> [TASK INSTRUCTIONS]: Return every line of the material below unchanged, but leave the pictures out.

[Point annotations for photos]
-- begin --

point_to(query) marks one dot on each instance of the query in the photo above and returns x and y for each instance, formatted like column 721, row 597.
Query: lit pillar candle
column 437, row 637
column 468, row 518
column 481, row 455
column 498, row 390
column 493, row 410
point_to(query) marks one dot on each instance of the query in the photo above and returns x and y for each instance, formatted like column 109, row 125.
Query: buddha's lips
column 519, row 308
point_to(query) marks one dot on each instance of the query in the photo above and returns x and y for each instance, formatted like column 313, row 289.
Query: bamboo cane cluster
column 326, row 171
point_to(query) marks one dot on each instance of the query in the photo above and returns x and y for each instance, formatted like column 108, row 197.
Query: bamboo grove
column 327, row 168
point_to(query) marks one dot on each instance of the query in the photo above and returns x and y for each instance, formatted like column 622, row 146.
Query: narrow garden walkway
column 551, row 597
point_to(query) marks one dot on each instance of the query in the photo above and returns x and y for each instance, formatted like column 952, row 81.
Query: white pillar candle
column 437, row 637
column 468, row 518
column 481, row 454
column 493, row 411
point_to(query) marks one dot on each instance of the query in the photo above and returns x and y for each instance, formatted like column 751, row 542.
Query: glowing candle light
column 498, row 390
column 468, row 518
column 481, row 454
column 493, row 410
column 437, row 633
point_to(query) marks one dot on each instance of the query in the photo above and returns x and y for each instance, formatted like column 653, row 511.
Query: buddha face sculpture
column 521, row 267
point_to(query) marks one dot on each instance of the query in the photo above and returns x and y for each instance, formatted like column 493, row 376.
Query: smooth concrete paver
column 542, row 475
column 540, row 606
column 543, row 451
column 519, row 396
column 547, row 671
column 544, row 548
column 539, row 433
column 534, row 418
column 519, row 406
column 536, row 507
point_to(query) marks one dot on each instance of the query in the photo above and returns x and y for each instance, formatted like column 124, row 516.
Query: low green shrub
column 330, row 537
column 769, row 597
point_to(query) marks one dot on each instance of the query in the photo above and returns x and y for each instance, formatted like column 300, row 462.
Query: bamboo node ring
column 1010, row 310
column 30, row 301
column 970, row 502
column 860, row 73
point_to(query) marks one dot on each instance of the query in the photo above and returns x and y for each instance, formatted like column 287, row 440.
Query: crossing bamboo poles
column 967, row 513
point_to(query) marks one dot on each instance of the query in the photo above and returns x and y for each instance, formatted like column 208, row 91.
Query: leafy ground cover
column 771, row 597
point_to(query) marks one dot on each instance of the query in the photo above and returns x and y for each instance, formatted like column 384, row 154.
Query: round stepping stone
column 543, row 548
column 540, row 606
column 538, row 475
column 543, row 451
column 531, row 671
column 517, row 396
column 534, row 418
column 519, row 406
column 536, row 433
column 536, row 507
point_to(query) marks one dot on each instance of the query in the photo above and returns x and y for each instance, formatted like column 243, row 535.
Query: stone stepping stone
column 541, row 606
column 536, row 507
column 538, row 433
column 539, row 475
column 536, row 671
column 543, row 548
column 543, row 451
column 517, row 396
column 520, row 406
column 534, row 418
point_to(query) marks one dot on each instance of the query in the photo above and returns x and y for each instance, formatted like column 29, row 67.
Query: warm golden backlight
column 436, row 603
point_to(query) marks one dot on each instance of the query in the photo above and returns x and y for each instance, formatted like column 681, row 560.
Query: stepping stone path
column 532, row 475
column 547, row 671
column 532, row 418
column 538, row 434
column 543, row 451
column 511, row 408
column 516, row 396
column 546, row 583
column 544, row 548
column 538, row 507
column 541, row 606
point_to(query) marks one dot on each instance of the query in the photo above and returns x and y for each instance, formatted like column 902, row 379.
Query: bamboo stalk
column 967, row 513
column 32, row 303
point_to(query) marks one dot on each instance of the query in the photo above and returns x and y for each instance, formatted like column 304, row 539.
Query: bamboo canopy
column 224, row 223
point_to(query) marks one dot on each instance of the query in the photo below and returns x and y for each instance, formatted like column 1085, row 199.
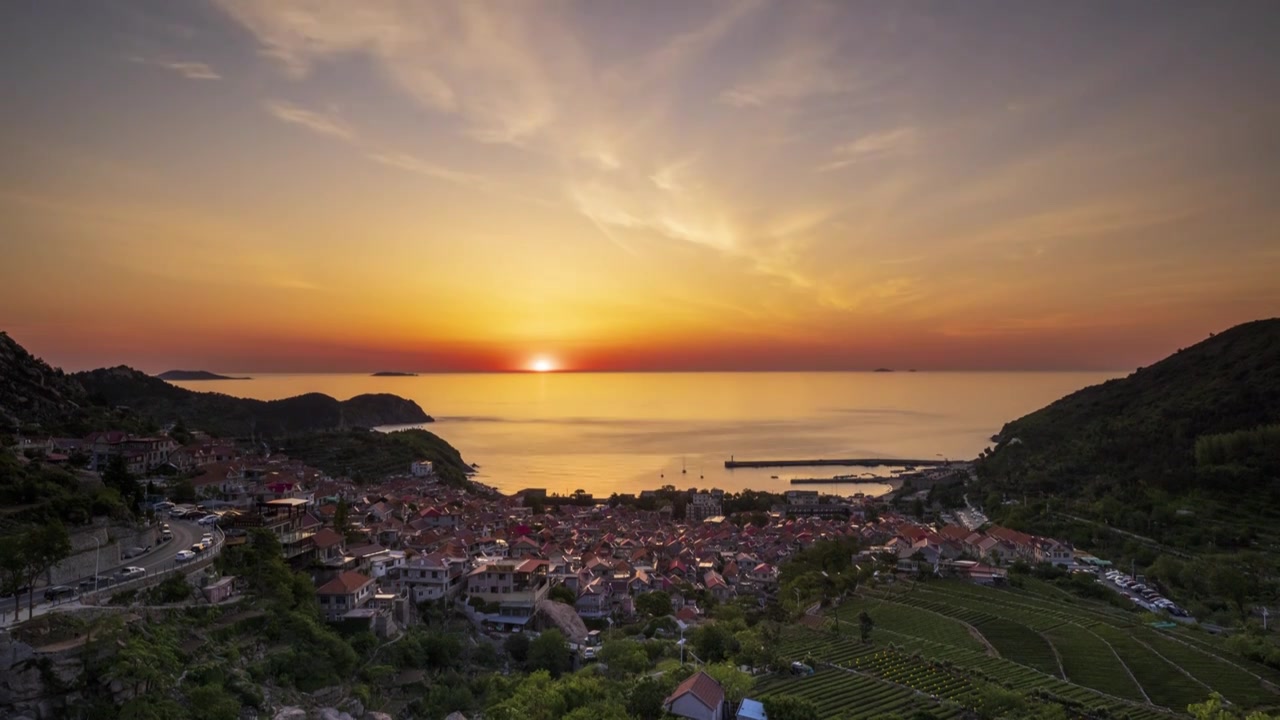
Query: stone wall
column 85, row 552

-- end --

> [OUTPUT BELOW]:
point_to(query) marks one dot on each instance of the query in the photo above and returns x and y for each instance, formatted like column 721, row 597.
Query: lit pillar candle
column 437, row 637
column 468, row 518
column 481, row 455
column 498, row 390
column 493, row 410
point_to(query) marks one dot on each instance of the query in the photo above and returns x and y for each instance, formatted like column 109, row 125.
Query: buddha's lips
column 519, row 308
point_to(query) marks one dot on each instance of the query in the photo above and returns x and y for each instance, formatted like column 313, row 289.
Query: bamboo cane cluster
column 326, row 171
point_to(query) marks one dot on each instance of the query in the photo above and returns x and y for each instance, formatted like column 108, row 197.
Query: bamboo grove
column 327, row 168
point_to(query) marks one dot on each instance of the query in the photo above and returns x and y for each instance, formatted like column 622, row 146.
Query: narrow garden walkway
column 551, row 597
point_to(query) marks one dot on each instance of the query in the photo above and returns x and y for each instance, formatted like column 952, row 81.
Query: white pillar candle
column 437, row 637
column 468, row 518
column 481, row 454
column 493, row 411
point_to(query) marks one dot on each instance of the query in the photo above and returns x and y for each instance, formatted like column 751, row 542.
Query: glowing candle light
column 498, row 390
column 468, row 518
column 481, row 454
column 493, row 410
column 437, row 633
point_to(query) marks one dot on each instance of the query in the photo above and returns x and y for each instance, formatted like column 653, row 511.
Query: buddha face sculpture
column 521, row 267
point_to(query) marks one dot on each instance of the query in the photo above and returns x and y for each instance, formatted like column 493, row 376.
Query: smooth concrete paver
column 542, row 475
column 540, row 606
column 543, row 451
column 519, row 396
column 547, row 671
column 544, row 548
column 539, row 433
column 534, row 418
column 519, row 406
column 536, row 507
point_to(query) marks one dot on each instance of the query in the photo above and returns x and y for each instance, formatted like column 124, row 516.
Query: low green shrub
column 330, row 537
column 769, row 597
point_to(query) marks one dot on each instance of the query in the photo above and returns x and y for each instance, formatted like column 300, row 462.
Query: bamboo node ring
column 1010, row 310
column 30, row 301
column 970, row 502
column 860, row 73
point_to(query) marks one dot on each instance of the query in the photo above and returns x and y for each instance, formatted like column 287, row 440.
Query: crossing bamboo poles
column 967, row 513
point_to(query) marks one dot on each instance of the query in the photo above and returns x and y for each instance, formatted like column 208, row 91.
Query: leafy ground cover
column 771, row 597
point_to(query) marks one dot on each instance of the query in the photo above and returns x and y for each instance, formatted like column 384, row 154.
Query: round stepping stone
column 543, row 548
column 540, row 606
column 538, row 475
column 543, row 451
column 531, row 671
column 517, row 396
column 534, row 418
column 519, row 406
column 536, row 433
column 536, row 507
point_to(query) marks one dot on each instance of the query in the photo above and returns x and y for each instance, formatted like column 243, row 535.
Query: stone stepping stone
column 541, row 606
column 536, row 507
column 538, row 433
column 539, row 475
column 536, row 671
column 543, row 548
column 543, row 451
column 517, row 396
column 520, row 406
column 534, row 418
point_to(query) marks one dot on each instance of the query in the photo above and returns x and y for each instance, formatted like column 29, row 67.
Query: warm golden backlight
column 436, row 603
point_to(query) marks one dot on each instance of the query in the photo above and returns x and y for each instance, formatted like column 681, row 560.
Query: stepping stone path
column 532, row 475
column 547, row 671
column 532, row 418
column 538, row 434
column 543, row 451
column 511, row 408
column 516, row 396
column 546, row 583
column 544, row 548
column 538, row 507
column 541, row 606
point_to(query) marks one dot on each instance of the query in the photo above and returns x and y for each instance, formatted like column 902, row 379.
Query: bamboo stalk
column 967, row 513
column 32, row 303
point_to(query) marks one dot on each instance of the query in the photo above and returns x and y for each instance, formatted like column 304, row 539.
Query: bamboo canopy
column 224, row 223
point_to(query) marks one dot on each instance of the query in the photo below and returns x and y for each instance, formatted like column 1085, row 199.
Query: stone wall
column 85, row 552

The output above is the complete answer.